__Problem requirements__: Using the entries below, quote exactly the span of lines that begins with the line containing "of the rocky" and ends with the final line.

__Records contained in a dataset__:

((

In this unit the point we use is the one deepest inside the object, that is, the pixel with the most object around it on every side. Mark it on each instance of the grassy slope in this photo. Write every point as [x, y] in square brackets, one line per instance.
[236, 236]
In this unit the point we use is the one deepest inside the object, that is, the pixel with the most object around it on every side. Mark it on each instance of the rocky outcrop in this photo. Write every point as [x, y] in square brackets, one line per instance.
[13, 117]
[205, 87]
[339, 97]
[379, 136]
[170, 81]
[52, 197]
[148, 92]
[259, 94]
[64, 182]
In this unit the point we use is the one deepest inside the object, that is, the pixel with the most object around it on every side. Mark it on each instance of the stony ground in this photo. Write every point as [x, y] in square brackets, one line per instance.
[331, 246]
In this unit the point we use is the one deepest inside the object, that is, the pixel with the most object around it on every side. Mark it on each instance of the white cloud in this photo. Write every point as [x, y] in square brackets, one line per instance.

))

__Complete response__:
In this unit the point we use is the one deepest inside the object, that is, the pixel with the most object around it on every side. Mark it on each instance of the rocky outcrop in this photo. Write every point as [x, y] in square brackets, one line per instance.
[13, 117]
[205, 87]
[339, 97]
[379, 136]
[170, 81]
[52, 197]
[148, 92]
[259, 94]
[64, 182]
In this unit the point we use is the one deepest inside the object, that is, the pixel with the most object around it on every side. Mark it on each instance of the stony ground in this photo. Write every point as [x, y] in square brackets, one line per instance.
[331, 246]
In this unit the point we use is the one deepest inside the object, that is, the pixel with the most object around it on every side. Mark it on each instance of the white cloud in this photo. Write every point as [x, y] in square brackets, one line per instance.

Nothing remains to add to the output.